> _WHAT THE TASK ASKS_
Return each line of the entries below that contains the string "backpack", copied in full.

> _LISTED RECORDS_
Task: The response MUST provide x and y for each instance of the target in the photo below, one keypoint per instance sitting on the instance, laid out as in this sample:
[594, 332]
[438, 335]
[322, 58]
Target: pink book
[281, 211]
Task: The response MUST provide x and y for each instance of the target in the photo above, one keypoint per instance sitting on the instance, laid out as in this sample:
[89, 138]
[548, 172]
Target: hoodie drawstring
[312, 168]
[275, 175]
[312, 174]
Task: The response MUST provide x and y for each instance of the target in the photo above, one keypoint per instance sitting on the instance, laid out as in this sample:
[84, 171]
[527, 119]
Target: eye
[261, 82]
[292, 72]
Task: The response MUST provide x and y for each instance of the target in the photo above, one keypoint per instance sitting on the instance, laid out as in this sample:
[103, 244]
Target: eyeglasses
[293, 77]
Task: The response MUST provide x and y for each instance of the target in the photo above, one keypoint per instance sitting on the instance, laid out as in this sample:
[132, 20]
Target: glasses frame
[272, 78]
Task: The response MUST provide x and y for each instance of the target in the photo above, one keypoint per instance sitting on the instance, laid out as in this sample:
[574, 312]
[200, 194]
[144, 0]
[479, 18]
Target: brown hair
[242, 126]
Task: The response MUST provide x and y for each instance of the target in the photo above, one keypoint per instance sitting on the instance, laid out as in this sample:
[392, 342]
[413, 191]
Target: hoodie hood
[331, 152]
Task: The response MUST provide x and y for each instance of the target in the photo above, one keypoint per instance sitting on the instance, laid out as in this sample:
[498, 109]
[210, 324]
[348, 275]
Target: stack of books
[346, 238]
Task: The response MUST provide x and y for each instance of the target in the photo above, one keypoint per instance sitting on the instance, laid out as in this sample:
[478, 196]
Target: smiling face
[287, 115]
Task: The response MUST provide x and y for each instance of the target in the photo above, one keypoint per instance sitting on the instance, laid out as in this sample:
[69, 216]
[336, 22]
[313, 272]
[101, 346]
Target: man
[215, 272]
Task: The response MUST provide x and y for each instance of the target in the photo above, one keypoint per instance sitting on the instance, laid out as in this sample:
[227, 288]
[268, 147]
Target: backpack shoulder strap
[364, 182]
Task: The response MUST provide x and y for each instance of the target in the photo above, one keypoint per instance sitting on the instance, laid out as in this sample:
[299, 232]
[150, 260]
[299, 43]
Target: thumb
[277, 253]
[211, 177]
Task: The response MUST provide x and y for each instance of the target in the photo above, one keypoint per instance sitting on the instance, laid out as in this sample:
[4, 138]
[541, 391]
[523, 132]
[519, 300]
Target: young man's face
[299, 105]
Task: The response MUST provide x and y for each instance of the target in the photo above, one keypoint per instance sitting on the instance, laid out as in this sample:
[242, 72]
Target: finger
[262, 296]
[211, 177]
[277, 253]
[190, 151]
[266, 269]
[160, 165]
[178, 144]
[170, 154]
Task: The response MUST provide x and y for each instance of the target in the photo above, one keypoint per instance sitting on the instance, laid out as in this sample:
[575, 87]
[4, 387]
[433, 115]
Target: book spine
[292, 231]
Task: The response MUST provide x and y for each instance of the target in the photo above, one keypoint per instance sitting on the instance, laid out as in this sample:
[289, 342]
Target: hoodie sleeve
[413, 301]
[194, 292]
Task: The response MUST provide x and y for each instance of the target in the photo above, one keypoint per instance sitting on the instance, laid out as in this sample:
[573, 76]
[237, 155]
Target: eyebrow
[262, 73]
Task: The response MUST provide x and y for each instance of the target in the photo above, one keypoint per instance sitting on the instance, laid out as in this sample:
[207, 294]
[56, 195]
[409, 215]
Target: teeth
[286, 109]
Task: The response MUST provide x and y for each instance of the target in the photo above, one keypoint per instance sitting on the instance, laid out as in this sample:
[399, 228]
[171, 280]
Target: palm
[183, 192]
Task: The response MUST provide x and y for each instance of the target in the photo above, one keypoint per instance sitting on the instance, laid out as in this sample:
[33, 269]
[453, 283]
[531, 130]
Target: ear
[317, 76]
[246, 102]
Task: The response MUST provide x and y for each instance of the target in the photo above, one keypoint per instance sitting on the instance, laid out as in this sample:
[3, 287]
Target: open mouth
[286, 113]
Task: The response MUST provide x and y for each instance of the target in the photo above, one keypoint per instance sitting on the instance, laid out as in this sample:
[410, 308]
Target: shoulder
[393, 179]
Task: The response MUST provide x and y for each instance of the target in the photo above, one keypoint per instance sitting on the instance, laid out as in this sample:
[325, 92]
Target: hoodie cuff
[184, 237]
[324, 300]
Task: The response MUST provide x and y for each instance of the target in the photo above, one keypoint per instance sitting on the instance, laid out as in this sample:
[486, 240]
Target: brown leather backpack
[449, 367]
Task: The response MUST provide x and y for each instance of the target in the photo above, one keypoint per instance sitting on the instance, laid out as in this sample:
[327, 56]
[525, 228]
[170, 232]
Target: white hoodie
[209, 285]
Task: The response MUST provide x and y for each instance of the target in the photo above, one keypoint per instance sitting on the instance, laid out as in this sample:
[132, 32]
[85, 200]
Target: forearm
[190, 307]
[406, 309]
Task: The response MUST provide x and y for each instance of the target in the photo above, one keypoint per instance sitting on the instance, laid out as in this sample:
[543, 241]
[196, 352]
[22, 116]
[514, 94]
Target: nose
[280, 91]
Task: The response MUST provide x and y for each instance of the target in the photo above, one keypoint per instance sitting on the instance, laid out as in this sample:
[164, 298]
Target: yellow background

> _TASK RESPONSE_
Target: backpack shoulder strap
Target: brown leather backpack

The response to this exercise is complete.